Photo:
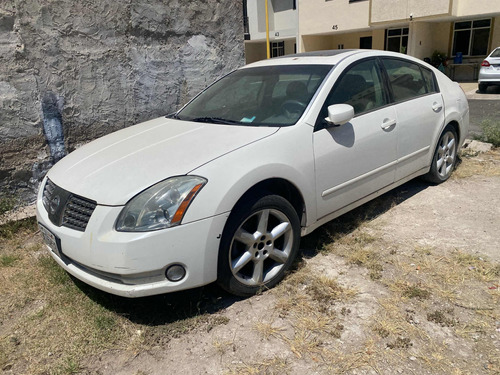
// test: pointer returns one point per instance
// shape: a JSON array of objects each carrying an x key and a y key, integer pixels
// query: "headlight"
[{"x": 161, "y": 206}]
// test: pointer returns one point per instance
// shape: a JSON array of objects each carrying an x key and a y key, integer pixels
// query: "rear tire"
[
  {"x": 445, "y": 157},
  {"x": 258, "y": 245}
]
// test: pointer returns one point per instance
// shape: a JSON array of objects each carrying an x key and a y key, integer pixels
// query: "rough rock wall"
[{"x": 73, "y": 70}]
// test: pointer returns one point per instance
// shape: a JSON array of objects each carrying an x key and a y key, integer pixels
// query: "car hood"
◇ ◇ ◇ ◇ ◇ ◇ ◇
## PROBLEM DETAILS:
The result should be a verbatim copy of the data, free of pictures.

## ANSWER TO THIS EXERCISE:
Photo:
// test: pointer returns one point per instance
// shape: a JSON array of objects each carrying an x key and a y key, integer pixels
// query: "headlight"
[{"x": 161, "y": 206}]
// test: pointer returns one point per instance
// shape: a JSON array of objects each carrying an x key and a y key, integer pixels
// query: "rear tire"
[
  {"x": 445, "y": 157},
  {"x": 258, "y": 245}
]
// test: pointer returns one point per instance
// shape: a JSON array of objects each carrying an x key and a y key, integer pixels
// query: "rough rock wall"
[{"x": 73, "y": 70}]
// test: pointer returns one point per instance
// shape: a JSON array of objects each carrying an x key and a y key, integer pixels
// query: "car hood"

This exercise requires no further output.